◆ STORED ROWS ◆
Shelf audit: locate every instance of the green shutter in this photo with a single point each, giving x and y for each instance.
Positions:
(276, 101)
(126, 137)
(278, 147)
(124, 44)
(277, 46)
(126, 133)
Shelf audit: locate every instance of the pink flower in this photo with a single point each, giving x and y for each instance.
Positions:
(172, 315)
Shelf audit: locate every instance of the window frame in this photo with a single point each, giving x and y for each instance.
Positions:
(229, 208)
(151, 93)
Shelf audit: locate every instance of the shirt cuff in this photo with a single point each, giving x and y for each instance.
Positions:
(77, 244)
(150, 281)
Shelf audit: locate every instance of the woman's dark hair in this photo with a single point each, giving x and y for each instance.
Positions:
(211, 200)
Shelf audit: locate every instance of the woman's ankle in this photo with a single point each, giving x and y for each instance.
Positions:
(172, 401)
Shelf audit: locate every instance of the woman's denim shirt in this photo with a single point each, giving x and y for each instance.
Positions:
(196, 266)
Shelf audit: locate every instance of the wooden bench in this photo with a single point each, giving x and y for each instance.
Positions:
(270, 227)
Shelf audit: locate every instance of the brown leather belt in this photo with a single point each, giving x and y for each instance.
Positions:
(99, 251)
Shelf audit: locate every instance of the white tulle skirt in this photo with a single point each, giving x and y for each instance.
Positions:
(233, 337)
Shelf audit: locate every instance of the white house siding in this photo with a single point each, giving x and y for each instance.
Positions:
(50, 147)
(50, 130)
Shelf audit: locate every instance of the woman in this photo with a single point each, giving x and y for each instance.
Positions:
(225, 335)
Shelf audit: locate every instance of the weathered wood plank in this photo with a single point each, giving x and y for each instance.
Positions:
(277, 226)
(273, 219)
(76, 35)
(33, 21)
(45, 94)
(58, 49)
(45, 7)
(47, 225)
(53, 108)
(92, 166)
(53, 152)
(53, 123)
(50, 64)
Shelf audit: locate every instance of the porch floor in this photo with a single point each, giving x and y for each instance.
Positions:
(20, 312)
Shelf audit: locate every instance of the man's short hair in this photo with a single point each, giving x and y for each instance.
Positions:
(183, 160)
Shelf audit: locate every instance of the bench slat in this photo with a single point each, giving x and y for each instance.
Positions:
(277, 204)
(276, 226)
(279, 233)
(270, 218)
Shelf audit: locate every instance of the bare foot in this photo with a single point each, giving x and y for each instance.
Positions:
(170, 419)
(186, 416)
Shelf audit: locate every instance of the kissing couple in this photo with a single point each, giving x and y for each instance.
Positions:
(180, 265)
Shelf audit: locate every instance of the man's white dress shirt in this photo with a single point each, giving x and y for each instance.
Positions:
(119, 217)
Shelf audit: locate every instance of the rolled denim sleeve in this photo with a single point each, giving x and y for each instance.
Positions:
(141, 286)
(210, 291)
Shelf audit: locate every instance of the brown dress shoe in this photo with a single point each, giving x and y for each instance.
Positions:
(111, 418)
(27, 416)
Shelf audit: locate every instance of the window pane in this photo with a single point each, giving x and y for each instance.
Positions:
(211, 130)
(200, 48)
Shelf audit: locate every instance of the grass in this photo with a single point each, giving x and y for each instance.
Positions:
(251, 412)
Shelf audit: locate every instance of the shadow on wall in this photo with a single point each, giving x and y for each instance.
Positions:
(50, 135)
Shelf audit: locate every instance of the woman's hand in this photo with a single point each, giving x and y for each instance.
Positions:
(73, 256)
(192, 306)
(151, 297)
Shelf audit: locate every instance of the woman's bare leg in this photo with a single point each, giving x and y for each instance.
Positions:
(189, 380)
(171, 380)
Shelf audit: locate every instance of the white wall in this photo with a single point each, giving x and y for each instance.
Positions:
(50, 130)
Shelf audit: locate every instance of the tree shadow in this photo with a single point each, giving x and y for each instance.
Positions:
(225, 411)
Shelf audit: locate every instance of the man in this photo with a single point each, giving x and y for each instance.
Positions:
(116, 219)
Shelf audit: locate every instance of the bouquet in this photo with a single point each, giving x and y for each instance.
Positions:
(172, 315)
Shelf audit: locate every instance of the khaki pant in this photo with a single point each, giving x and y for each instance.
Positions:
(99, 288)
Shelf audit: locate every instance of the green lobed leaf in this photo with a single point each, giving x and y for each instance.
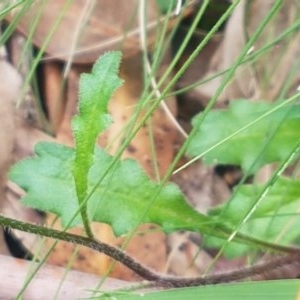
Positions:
(120, 200)
(268, 140)
(95, 91)
(276, 217)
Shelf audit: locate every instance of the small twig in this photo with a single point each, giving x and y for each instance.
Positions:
(148, 274)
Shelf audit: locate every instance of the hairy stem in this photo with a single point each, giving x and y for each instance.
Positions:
(158, 279)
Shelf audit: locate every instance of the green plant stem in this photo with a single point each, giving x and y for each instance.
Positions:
(158, 279)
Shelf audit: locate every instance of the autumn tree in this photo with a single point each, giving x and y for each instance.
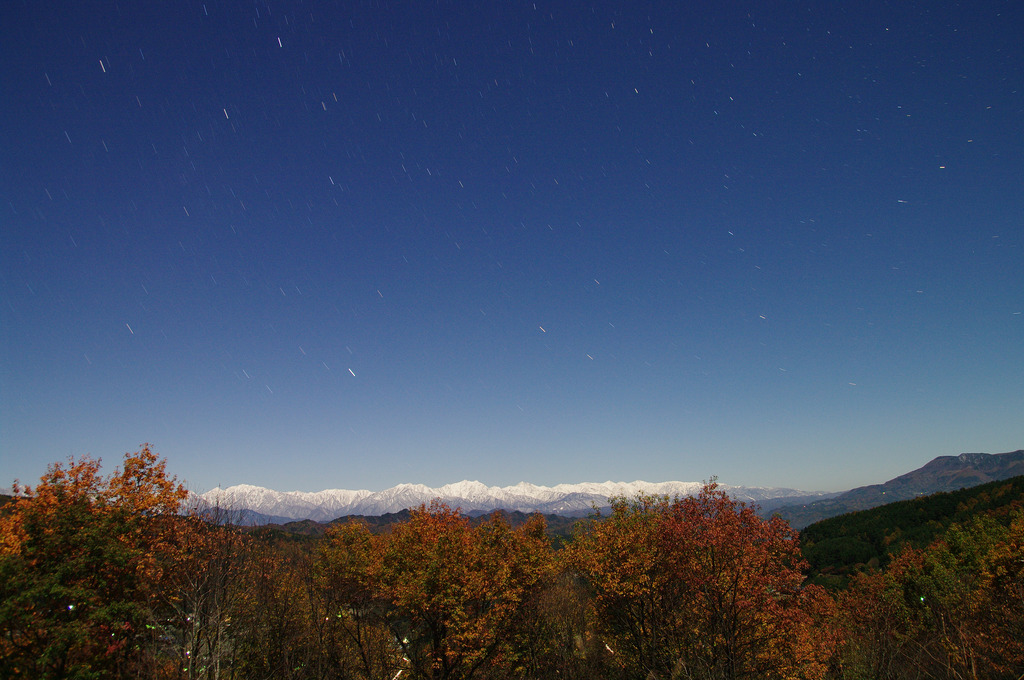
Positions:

◆ JOB ◆
Format all of the data above as a numbered list with one entry per line, omitting blank lines and leaving out the pictures.

◆ COMPLETED TASK ◆
1. Shelf audit: locate every instance of the green shutter in this photo with a single point each, giving x and y for each instance.
2. Positions:
3. (276, 101)
4. (126, 137)
5. (278, 147)
6. (124, 44)
7. (277, 46)
8. (126, 133)
9. Shelf audit: locate every instance of the pink flower in this photo with a single point each, giving x and y for each instance.
10. Positions:
11. (172, 315)
12. Shelf audit: locate every instance of the window frame in this photo with a single point each, giving x and y for each instance.
13. Positions:
14. (229, 208)
15. (151, 93)
16. Shelf audit: locate every instance of the shirt cuff in this photo with a single point each, giving x and y for each instance.
17. Positions:
18. (77, 244)
19. (150, 281)
20. Shelf audit: locate every instance of the woman's dark hair in this photo with a single point each, giving x and y for each instance.
21. Positions:
22. (211, 200)
23. Shelf audit: locate every instance of the woman's ankle in this photo with a single point each, giving x and y for each instance.
24. Positions:
25. (172, 401)
26. Shelf audit: locate every instance of the woman's denim shirt in this photo with a single point each, giving x and y for each instance.
27. Positions:
28. (196, 266)
29. Shelf audit: locate every instance of the wooden bench in this photo with a single point each, giving x and y for each instance.
30. Positions:
31. (270, 227)
32. Shelf audit: locate every instance of the brown leather belt in this photo with a single point each, giving x and y for each instance.
33. Positions:
34. (99, 251)
35. Shelf audit: locate every instance of the white tulle skirt in this photo with a single point each, giving x and y for each instance.
36. Positions:
37. (233, 337)
38. Shelf audit: locate every instance of the white house siding in this photo with a single point each, giving x and y for each instance.
39. Positions:
40. (50, 147)
41. (50, 130)
42. Shelf audit: locate every instance of the woman in this photo with a single point each, giving x and y for each instance.
43. Positions:
44. (225, 335)
45. Shelf audit: locate every instance of the weathered wood plank in this photo with a single point each, giving x and y for each instance.
46. Positions:
47. (277, 226)
48. (273, 219)
49. (76, 35)
50. (33, 21)
51. (45, 94)
52. (58, 49)
53. (45, 7)
54. (47, 225)
55. (53, 108)
56. (92, 166)
57. (53, 152)
58. (53, 123)
59. (50, 64)
60. Shelf audit: locate every instance of the porch floor in this photo with a single point each, giving x and y for each instance.
61. Positions:
62. (20, 312)
63. Shelf audit: locate every instance of the man's short hair in this photo with a single point each, giving x and y for each instance.
64. Positions:
65. (183, 160)
66. Shelf audit: locate every instance of the bench slat in this photo with a single point each, giving x and y for each instance.
67. Positions:
68. (277, 204)
69. (276, 226)
70. (279, 233)
71. (270, 218)
72. Shelf audit: locate every instance of the bare foot in this photo with a single point each, giving x and y for each instance.
73. Positions:
74. (170, 419)
75. (186, 416)
76. Shelf audit: locate every instance of the kissing couple in this photo with a single point each, giving x and y for each instance.
77. Positions:
78. (180, 265)
79. Shelf audit: locate every instance of the man's white dress shirt in this photo with a single point each, giving x and y for each instance.
80. Positions:
81. (119, 217)
82. Shelf audit: locate every instance of the rolled denim sleeve in this photo with a single point each, giving x and y for each instance.
83. Positions:
84. (141, 286)
85. (210, 291)
86. Shelf audit: locate every instance of the brown dress shoe in this photo with a single point each, giving x and y for each instance.
87. Positions:
88. (111, 418)
89. (27, 416)
90. Shelf audit: locate every instance of the window pane in this photo with a single point each, giving x and y for each instance.
91. Positions:
92. (211, 130)
93. (200, 48)
94. Shelf audit: locate every instance of the grass in this photo with a single point each, giving x and y for each instance.
95. Positions:
96. (251, 412)
97. Shelf audit: locate every instance of the shadow on wall in this photo with a single point each, giving x and y for each instance.
98. Positions:
99. (50, 135)
100. Shelf audit: locate every instance of the woman's hand in this photo with a single point each, giving x and y for each instance.
101. Positions:
102. (73, 256)
103. (192, 306)
104. (151, 297)
105. Shelf audit: locate every instance of the woman's bare leg in this photo with a single point each, giving x and y for each instance.
106. Positions:
107. (189, 380)
108. (171, 380)
109. Shelf audit: locate every instance of the white wall in this photo with a single point each, giving x and y for each instance.
110. Positions:
111. (50, 130)
112. Shelf audit: locate every instance of the tree shadow in this photo with a single point each, giving x and y for each instance.
113. Positions:
114. (225, 411)
115. Shelf audit: locate every instance of the man in this photo with a single point each, giving x and y for each instance.
116. Positions:
117. (116, 219)
118. Shelf audit: locate every instance of the bouquet in this photo with a single point each, giving x and y for each instance.
119. Positions:
120. (172, 315)
121. Shelf audit: locate every instance of the khaki pant in this photo with a single point each, giving x and y for each instance.
122. Positions:
123. (99, 288)
124. Shelf audit: locate every instance of the green lobed leaf in this photo with a single point each, giving x and y for each instance.
125. Positions:
126. (120, 200)
127. (268, 140)
128. (95, 91)
129. (276, 217)
130. Shelf audit: locate every instance of the small twig in this photo with a single point each, giving x and y for each instance.
131. Positions:
132. (148, 274)
133. Shelf audit: locate every instance of the hairy stem in this photo with a single point each, giving x and y for each instance.
134. Positions:
135. (158, 279)
136. Shelf audit: locate every instance of the green plant stem in this photo with a single point each, giving x and y for each instance.
137. Positions:
138. (158, 279)
139. Shelf audit: locate every instance of the autumn tree in this photo with a single point each, giving x and y for each instance.
140. Positions:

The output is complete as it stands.